Exercise
Copy every line of the records below word for word, leaving out the pictures.

_ _ _ _ _

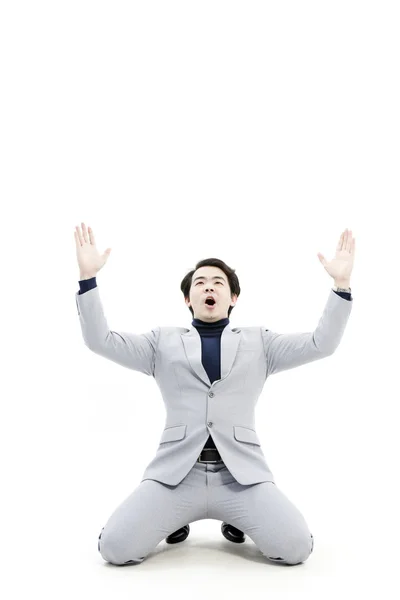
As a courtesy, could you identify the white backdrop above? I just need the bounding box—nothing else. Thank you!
[0,0,400,599]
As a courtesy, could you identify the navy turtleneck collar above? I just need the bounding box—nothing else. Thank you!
[192,317,229,333]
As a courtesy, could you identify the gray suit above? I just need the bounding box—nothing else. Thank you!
[76,287,353,564]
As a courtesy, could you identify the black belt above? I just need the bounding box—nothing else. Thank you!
[196,448,222,462]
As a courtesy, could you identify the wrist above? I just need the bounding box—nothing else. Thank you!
[333,279,350,288]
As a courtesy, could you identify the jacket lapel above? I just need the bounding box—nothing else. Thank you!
[181,325,241,386]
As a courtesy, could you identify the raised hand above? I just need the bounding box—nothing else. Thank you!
[317,228,356,281]
[74,222,111,279]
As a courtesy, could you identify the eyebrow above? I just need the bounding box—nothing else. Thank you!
[193,275,225,283]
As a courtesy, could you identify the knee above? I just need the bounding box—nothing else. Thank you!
[97,527,145,565]
[265,533,314,565]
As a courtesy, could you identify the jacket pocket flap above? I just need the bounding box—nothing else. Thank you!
[233,425,261,446]
[160,425,186,444]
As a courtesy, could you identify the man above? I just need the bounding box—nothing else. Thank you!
[75,223,355,564]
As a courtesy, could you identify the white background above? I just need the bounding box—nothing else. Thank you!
[0,0,400,600]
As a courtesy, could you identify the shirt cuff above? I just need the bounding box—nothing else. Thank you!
[78,277,97,294]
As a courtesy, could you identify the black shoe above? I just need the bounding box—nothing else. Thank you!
[221,521,246,544]
[165,525,190,544]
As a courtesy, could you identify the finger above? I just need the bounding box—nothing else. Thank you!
[82,221,89,244]
[75,225,83,246]
[336,232,344,252]
[74,231,81,250]
[88,227,96,246]
[346,229,353,252]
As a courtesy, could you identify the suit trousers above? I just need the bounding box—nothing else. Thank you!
[98,460,314,565]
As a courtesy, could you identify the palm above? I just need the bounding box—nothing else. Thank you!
[318,229,355,280]
[75,223,111,274]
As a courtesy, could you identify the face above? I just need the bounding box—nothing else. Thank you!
[185,266,237,323]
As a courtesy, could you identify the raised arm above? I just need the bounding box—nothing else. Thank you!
[261,229,355,377]
[261,289,353,376]
[75,285,160,376]
[74,223,160,376]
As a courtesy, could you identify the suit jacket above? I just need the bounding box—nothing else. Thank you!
[75,287,353,485]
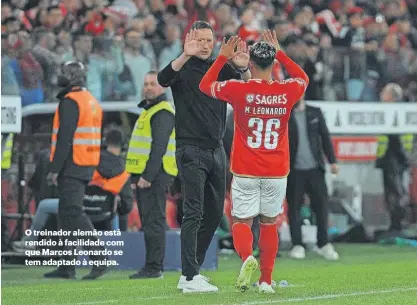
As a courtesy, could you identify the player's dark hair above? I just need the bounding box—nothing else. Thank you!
[249,41,277,70]
[191,20,214,33]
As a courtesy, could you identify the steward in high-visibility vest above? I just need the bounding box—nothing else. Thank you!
[126,71,178,279]
[377,134,414,165]
[44,62,108,279]
[126,101,178,179]
[1,133,14,170]
[84,128,133,231]
[50,88,103,166]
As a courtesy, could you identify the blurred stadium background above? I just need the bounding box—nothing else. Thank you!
[1,0,417,305]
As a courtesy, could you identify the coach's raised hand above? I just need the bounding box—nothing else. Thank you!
[262,30,281,52]
[184,30,201,56]
[219,36,240,59]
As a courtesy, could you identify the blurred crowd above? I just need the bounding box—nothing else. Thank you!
[1,0,417,106]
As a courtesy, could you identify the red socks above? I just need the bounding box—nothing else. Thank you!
[232,222,253,262]
[259,223,279,285]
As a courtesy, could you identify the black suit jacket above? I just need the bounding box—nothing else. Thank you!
[288,105,337,171]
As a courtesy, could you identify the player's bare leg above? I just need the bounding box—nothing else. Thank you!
[232,218,258,292]
[255,215,279,293]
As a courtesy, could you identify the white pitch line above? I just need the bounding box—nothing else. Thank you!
[226,287,417,305]
[73,287,417,305]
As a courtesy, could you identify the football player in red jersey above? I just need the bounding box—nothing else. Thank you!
[200,31,309,293]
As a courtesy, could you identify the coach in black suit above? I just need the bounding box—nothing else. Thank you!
[287,97,339,260]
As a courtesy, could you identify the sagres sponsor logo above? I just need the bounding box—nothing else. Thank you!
[246,93,255,104]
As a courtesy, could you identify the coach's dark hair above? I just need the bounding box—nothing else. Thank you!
[249,41,277,70]
[191,20,214,33]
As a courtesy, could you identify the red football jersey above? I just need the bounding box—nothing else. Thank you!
[200,52,308,178]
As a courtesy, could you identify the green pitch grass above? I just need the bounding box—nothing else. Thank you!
[2,245,417,305]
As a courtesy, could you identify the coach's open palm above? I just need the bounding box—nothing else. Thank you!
[262,30,281,52]
[232,41,250,69]
[184,30,201,56]
[219,36,240,59]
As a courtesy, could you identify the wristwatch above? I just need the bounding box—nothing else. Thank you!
[238,67,249,74]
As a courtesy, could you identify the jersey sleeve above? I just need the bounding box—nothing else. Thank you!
[210,79,244,105]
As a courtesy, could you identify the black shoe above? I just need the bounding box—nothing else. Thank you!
[129,269,164,280]
[43,268,75,280]
[81,266,110,280]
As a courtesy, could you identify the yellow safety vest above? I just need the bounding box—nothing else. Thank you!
[126,102,178,176]
[1,133,13,169]
[377,133,414,159]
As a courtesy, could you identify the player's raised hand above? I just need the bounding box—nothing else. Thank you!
[262,30,281,52]
[219,36,240,59]
[184,30,201,56]
[232,41,250,69]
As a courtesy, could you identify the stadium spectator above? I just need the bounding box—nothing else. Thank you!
[287,97,339,260]
[2,0,417,102]
[10,31,44,106]
[33,29,61,102]
[376,83,413,231]
[124,29,152,101]
[409,135,417,224]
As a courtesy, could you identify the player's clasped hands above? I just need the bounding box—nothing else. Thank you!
[262,30,281,52]
[184,30,201,56]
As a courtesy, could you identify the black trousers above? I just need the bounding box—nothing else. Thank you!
[136,171,173,272]
[176,145,226,280]
[287,168,329,248]
[382,170,406,230]
[58,176,105,269]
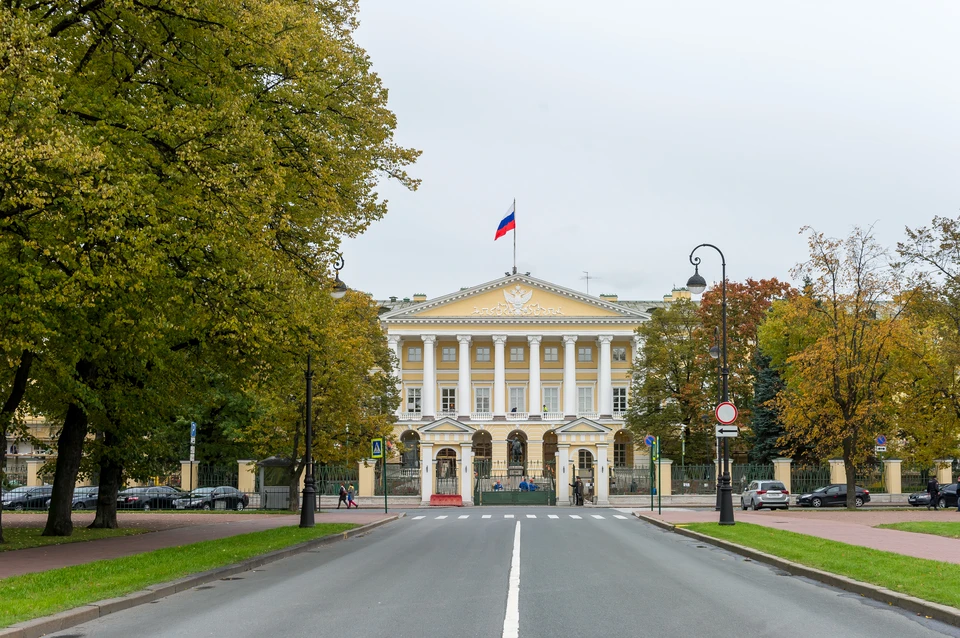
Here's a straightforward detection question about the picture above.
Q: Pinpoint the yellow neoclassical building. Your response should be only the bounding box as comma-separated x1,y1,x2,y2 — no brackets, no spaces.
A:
381,274,682,504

_ _ _ _ _

Answer in full
As a courtesy, could you identify the white backdrop above? I just need the bounding box—nothing else. Thank you!
[0,0,400,599]
As a courtesy, could you identify the navy turtleneck collar above? I just need the bounding box—nothing else. Thank you!
[192,317,229,333]
As a courtesy, could you identify the gray suit above? I just need the bounding box—nothing else. Thank you!
[76,287,353,564]
As a courtesy, could you identify the black belt above? I just need the bounding box—nothing else. Thank you!
[196,448,222,462]
As a courtesy, could you identify the wrist above? I just need the bounding box—nothing else. Thank you!
[333,279,350,288]
As a courtesy, could you identify the jacket lapel above? I just need the bounding box—nothing else. Thank you!
[181,325,241,386]
As a courtesy, could you identify the raised hand above? I just need the bounding box—nothing else. Thank you!
[317,228,356,281]
[74,222,111,279]
As a courtesy, could you identify the eyebrow above? I just need the bounding box—nothing else. Thank you!
[193,275,225,283]
As a courtesy, could you identify the knee above? I just need the bounding box—nothing else. Thank you!
[97,527,145,565]
[265,533,314,565]
As a courtesy, could you identify the jacket pocket flap above? I just need the bounding box—nothing else. Thank you!
[233,425,261,446]
[160,425,186,444]
As a courtesy, could you identify the man above? I just need the bounding box—nothing else. Thank you!
[75,223,355,564]
As a courtesy, could you identify the white background above? I just need the bounding box—nothing else. Thank you!
[0,0,400,600]
As a courtesy, could you identify the shirt cuff above? I just need the bounding box—nothing else. Thank you!
[78,277,97,294]
As a courtesy, could you identify the black shoe above? I just need the bounding box—nothing else. Thank you!
[221,521,246,544]
[165,525,190,544]
As a courtesy, could you identify the finger above? I just need the bounding box—nothing else. Thank you!
[82,221,89,244]
[75,225,83,246]
[336,232,344,252]
[74,231,81,250]
[88,227,96,246]
[346,229,353,252]
As a courtesy, could you identify the suit trousers above? I just need the bounding box—nothing else. Thank you!
[98,460,314,565]
As a courtesy, could you identify the palm above? I just need the bounding box—nothing else. Thank you!
[318,229,355,280]
[75,223,111,274]
As a courtesy, could you identify the face above? I just need the bounding box—nothing else. Thank you!
[185,266,237,323]
As a courtesy, could you identify the raised arm above? I just need the bounding box—nothing else. Thank you!
[261,229,355,377]
[261,289,353,376]
[75,285,160,376]
[74,223,160,376]
As a courtesy, could you identify the suit jacket above? I just need the bounding box—nothing else. Thank you!
[75,287,353,485]
As a courtesy, could you identify the player's dark hair above? I just need the bounding box—nothing else. Thank you!
[249,41,277,70]
[191,20,214,33]
As a courtesy, could you identify the steward in high-visibility vest above? I just need the bounding box—nothing else. Thank you!
[126,71,178,279]
[377,134,414,165]
[44,62,108,279]
[126,101,178,179]
[1,133,14,170]
[84,128,133,231]
[50,88,103,166]
As a courtesy, could you identify the blurred stadium background above? I just need the bounding box—nothing else. Thank you!
[1,0,417,305]
As a courtesy, could you identify the coach's raised hand above? I just need the bounding box—nothing else. Thank you!
[262,30,281,52]
[184,30,201,56]
[219,36,240,59]
As a courtesy, could you identify the blurred crowd above? I just need the bounding box—nothing else. Thank you!
[1,0,417,106]
As a courtesy, could you identify the red socks above? I just need the bounding box—nothing else. Thank you!
[232,222,253,262]
[259,223,279,285]
As a courtesy, could you identify the black suit jacket above? I just need the bounding box—nothing else. Thank you!
[288,105,337,171]
As a courtesy, could you identify the player's bare leg above? I just need the bounding box—nothing else. Thank you!
[232,218,258,292]
[255,215,279,293]
As a courtesy, could you identify the white pitch line above? I just need the bounding box—nothing else. Thank you!
[226,287,417,305]
[73,287,417,305]
As a courtesy, could you identify the football player in red jersey above? I just need the bounding box—nothing else. Thank you!
[200,31,309,293]
As a courtesy, could you identify the coach in black suit above? I just need the bounding box—nothing else. Thank you!
[287,97,339,260]
As a courtesy, could you identify the sagres sponsor logo above? I just need the bounding box—nothing else. Thank you!
[246,93,255,104]
As a courtesy, could you identify the coach's dark hair above? I just need the bounding box—nothing else. Thank you!
[249,41,277,70]
[191,20,214,33]
As a courtesy, could you identify the red football jersey above? I just need the bounding box—nothing else. Thank you!
[200,52,308,178]
As a courtesy, could you identify the green pitch grass above? I just need the bounding box—nothing else. Thank you!
[2,245,417,305]
As a courtesy, could you identify the coach's open palm above? I just need the bounding box—nothing else. Thank you!
[262,30,281,52]
[232,41,250,69]
[184,30,201,56]
[219,36,240,59]
As a courtesy, could you identify the wristwatch above? I just need the bounding box—nothing else. Thank you!
[238,67,249,74]
As a courtesy, could you identify the jersey sleeve above? I just need the bounding box—nothing else. Thank you!
[210,79,244,105]
As a courtesy, could you identify the black shoe above? I just need the bounding box—nothing else. Thank you!
[129,269,164,280]
[43,268,75,280]
[81,266,110,280]
As a courtesy, could you identify the yellow safety vest above? I just need the bounding box—nothing else. Thank you!
[126,102,178,176]
[1,133,13,169]
[377,133,414,159]
As a courtesy, could you identify the player's raised hand above? I just need the bounding box—nothing else. Thank you!
[262,30,281,52]
[219,36,240,59]
[184,30,201,56]
[232,41,250,69]
As a courtesy, could you identify the stadium spectator above? I just need the bounding box—nothing else. Thank you!
[287,97,339,260]
[2,0,417,102]
[10,31,44,106]
[33,29,61,102]
[376,83,413,231]
[124,29,152,101]
[409,135,417,224]
As a courtesy, could you identify the player's clasped hands above? I just need the bounding box—nothing else. Thank you!
[262,30,281,52]
[184,30,201,56]
As a courtesy, could you identify the black trousers above? I just need the bounding box—nothing else. Thank you!
[136,171,173,272]
[176,145,226,280]
[287,168,329,248]
[382,170,406,230]
[58,176,105,269]
Here's a straightforward detection question about the picture above.
Q: Pinpoint the yellow neoclassical building. Your response should be only the bounding box as comma-separated x1,y1,x2,y2 — no brackets, no spaces.
A:
381,274,682,504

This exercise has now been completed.